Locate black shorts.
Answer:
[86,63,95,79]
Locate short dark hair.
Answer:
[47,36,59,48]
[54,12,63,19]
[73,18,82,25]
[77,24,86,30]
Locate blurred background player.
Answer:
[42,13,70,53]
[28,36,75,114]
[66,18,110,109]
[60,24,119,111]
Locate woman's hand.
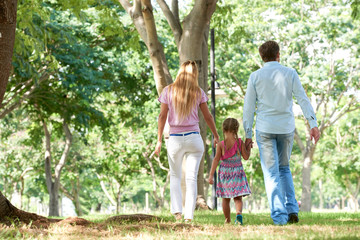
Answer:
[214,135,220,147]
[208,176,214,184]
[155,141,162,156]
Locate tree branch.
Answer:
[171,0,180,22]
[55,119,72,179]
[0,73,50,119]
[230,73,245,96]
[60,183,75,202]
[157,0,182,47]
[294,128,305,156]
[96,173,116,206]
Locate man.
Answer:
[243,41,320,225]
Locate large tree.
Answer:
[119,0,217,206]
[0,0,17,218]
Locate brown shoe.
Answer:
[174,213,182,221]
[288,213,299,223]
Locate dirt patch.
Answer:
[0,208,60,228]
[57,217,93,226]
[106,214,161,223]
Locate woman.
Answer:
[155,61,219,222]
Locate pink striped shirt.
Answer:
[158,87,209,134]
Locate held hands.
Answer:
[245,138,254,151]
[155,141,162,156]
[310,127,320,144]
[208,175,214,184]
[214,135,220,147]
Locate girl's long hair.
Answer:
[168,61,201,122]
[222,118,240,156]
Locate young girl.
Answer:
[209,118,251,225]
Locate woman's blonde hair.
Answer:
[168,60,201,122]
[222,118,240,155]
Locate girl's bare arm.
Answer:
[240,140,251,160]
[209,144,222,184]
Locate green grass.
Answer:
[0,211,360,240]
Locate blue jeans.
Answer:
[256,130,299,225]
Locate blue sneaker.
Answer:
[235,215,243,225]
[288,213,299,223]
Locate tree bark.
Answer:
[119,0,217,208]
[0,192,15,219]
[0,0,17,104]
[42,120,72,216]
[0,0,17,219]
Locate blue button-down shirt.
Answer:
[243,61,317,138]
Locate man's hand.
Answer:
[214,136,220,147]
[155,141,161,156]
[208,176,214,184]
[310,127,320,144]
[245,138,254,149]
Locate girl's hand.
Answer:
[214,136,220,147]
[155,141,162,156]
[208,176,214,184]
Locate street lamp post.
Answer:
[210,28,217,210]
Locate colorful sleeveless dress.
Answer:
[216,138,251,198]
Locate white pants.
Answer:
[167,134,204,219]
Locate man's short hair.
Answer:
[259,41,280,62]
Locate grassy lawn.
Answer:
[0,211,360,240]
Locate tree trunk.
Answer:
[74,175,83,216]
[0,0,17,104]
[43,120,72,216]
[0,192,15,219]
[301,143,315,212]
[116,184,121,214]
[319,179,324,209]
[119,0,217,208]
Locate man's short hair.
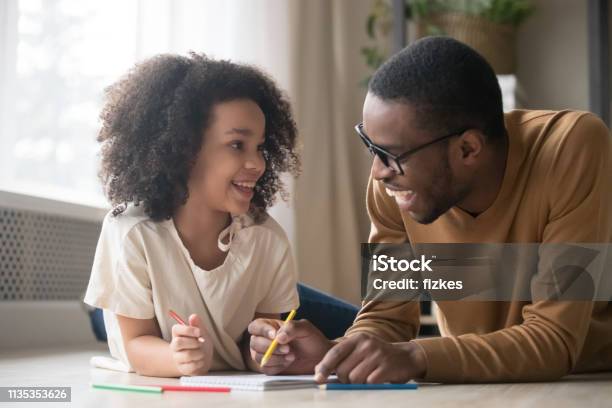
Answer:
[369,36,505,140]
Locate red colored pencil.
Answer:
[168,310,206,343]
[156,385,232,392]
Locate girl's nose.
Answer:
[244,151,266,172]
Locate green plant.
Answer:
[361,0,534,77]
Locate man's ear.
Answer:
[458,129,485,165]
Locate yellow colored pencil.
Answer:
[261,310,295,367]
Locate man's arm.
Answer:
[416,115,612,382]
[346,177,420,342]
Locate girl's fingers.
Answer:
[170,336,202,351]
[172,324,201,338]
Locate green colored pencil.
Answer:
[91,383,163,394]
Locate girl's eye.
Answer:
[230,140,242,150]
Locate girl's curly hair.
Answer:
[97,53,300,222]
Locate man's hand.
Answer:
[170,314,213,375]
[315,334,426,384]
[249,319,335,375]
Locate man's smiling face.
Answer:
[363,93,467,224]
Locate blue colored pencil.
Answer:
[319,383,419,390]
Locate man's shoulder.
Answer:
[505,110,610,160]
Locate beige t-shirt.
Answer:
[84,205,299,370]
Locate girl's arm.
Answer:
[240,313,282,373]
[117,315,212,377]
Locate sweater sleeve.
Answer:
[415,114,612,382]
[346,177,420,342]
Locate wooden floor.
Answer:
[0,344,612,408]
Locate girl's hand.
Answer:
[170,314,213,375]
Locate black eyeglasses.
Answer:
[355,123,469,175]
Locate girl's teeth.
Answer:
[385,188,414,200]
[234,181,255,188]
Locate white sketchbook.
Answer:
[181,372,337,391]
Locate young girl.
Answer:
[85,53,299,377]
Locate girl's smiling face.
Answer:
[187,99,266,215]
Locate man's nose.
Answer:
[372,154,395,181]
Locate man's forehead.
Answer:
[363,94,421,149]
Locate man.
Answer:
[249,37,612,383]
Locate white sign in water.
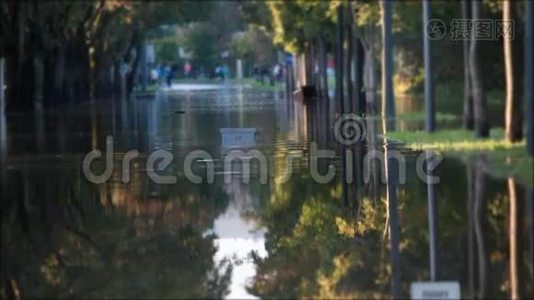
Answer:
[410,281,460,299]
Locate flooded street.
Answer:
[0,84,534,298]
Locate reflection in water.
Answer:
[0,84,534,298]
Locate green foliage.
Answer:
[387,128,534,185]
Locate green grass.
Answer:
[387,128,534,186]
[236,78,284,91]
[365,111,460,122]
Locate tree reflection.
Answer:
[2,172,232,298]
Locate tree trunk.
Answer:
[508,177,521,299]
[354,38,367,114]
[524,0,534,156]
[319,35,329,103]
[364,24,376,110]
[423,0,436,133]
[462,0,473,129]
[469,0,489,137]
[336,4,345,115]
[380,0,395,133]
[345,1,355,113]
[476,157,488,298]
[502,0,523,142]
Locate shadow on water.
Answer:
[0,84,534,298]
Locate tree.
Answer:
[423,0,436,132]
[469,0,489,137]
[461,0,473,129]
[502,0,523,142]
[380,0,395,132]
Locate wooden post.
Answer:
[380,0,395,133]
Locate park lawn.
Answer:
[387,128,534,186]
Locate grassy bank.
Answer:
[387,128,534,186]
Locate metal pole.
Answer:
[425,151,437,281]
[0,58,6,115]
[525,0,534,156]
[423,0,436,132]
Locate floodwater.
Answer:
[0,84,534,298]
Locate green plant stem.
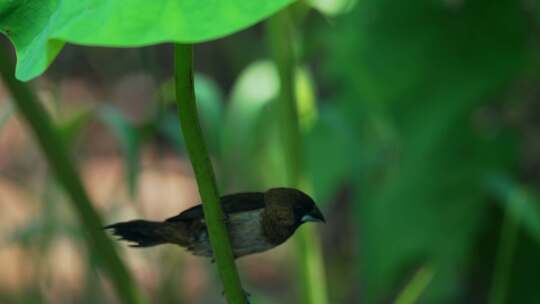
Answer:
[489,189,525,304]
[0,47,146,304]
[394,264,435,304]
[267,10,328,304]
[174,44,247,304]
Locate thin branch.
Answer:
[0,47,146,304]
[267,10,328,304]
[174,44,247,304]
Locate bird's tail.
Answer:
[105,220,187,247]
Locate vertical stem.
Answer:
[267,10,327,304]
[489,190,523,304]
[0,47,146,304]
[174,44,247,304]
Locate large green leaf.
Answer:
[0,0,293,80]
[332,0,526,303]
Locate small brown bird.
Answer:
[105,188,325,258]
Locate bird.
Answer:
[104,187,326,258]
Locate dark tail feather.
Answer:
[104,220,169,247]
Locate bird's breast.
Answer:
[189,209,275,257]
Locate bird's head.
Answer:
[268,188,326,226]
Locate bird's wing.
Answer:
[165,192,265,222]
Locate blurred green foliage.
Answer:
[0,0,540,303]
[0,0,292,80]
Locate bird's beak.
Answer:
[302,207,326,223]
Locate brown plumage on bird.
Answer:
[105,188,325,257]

:::::

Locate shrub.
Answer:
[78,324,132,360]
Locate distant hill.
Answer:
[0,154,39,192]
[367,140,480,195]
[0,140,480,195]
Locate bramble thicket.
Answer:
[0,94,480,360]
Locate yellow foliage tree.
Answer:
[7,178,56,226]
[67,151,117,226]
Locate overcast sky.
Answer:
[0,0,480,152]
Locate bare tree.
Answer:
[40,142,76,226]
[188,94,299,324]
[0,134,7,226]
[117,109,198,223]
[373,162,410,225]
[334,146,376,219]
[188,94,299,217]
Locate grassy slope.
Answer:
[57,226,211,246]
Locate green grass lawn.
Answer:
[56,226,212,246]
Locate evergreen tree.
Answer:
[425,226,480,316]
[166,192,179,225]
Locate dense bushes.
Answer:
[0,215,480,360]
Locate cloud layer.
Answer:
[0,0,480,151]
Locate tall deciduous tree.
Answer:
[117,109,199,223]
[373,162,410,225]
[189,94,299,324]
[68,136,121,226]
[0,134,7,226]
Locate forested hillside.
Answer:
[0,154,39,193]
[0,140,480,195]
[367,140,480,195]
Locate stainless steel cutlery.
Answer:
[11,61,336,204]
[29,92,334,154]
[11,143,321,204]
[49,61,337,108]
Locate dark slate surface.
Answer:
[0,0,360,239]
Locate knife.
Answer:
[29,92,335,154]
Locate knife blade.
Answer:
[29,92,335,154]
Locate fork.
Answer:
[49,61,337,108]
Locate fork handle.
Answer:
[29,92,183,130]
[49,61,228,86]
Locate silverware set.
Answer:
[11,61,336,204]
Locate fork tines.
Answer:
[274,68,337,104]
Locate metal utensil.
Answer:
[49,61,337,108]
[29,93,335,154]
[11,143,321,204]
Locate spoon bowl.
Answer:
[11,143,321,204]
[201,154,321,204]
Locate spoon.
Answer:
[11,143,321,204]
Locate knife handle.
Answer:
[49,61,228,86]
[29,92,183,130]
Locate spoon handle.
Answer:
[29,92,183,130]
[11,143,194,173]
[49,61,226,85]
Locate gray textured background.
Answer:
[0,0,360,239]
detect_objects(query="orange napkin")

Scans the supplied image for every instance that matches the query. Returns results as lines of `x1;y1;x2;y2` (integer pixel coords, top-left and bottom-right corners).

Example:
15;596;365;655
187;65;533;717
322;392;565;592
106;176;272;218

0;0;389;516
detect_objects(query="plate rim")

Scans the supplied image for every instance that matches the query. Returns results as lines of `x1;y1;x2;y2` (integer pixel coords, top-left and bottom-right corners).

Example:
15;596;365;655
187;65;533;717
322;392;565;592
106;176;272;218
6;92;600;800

:::::

Exercise brief |
Lay out the part that opens with the line containing "Locate overcast sky." and closes with the line containing "0;0;389;516" as a numbered list, leaving out blank lines.

Expected answer |
1. Locate overcast sky.
2. Answer:
3. [0,0,480,152]
4. Locate bare tree.
5. Answer:
6. [40,142,76,226]
7. [188,94,299,324]
8. [0,134,7,226]
9. [117,109,198,223]
10. [373,162,410,225]
11. [334,146,376,219]
12. [188,94,299,217]
13. Locate grassy slope.
14. Answer:
15. [57,226,211,246]
16. Locate green grass lawn.
17. Answer:
18. [56,226,212,246]
19. Locate evergreen tree.
20. Answer:
21. [425,226,480,316]
22. [166,192,179,225]
23. Locate dense bushes.
24. Answer:
25. [0,215,480,360]
26. Locate cloud layer.
27. Answer:
28. [0,0,480,151]
29. Locate tall deciduous tree.
30. Answer:
31. [117,109,199,223]
32. [373,162,410,225]
33. [189,94,299,324]
34. [68,136,121,226]
35. [0,134,7,226]
36. Locate forested hillside.
37. Answer:
38. [0,154,39,193]
39. [0,140,480,195]
40. [367,140,480,195]
41. Locate stainless steel cutlery.
42. Answer:
43. [11,61,336,204]
44. [29,92,334,154]
45. [11,143,321,204]
46. [49,61,337,108]
47. Locate dark slate surface.
48. Answer:
49. [0,0,360,239]
50. Locate knife.
51. Answer:
52. [29,92,335,154]
53. Locate knife blade.
54. Answer:
55. [29,92,335,154]
56. Locate fork.
57. Answer:
58. [49,61,337,108]
59. Locate fork handle.
60. Answer:
61. [29,92,183,130]
62. [49,61,228,86]
63. Locate silverware set.
64. Answer:
65. [11,61,336,204]
66. Locate fork tines.
67. Answer:
68. [274,68,337,104]
69. Locate metal utensil.
70. Answer:
71. [49,61,337,108]
72. [29,93,335,154]
73. [11,143,321,204]
74. Locate spoon bowl.
75. Answer:
76. [11,143,321,204]
77. [201,154,321,204]
78. Locate spoon.
79. Answer:
80. [11,143,321,204]
81. Locate knife handle.
82. Answer:
83. [49,61,228,86]
84. [29,92,183,130]
85. Locate spoon handle.
86. Answer:
87. [29,92,183,130]
88. [11,143,194,173]
89. [49,61,226,85]
90. Locate gray textured background.
91. Answer:
92. [0,0,360,239]
93. detect_objects(query="orange napkin")
94. Scans the supplied image for every instance that matches the query. Returns results as lines of `x1;y1;x2;y2` (integer pixel coords, top-left and bottom-right corners).
95. Example:
96. 15;596;365;655
97. 187;65;533;717
98. 322;392;565;592
99. 106;176;272;218
100. 0;0;389;516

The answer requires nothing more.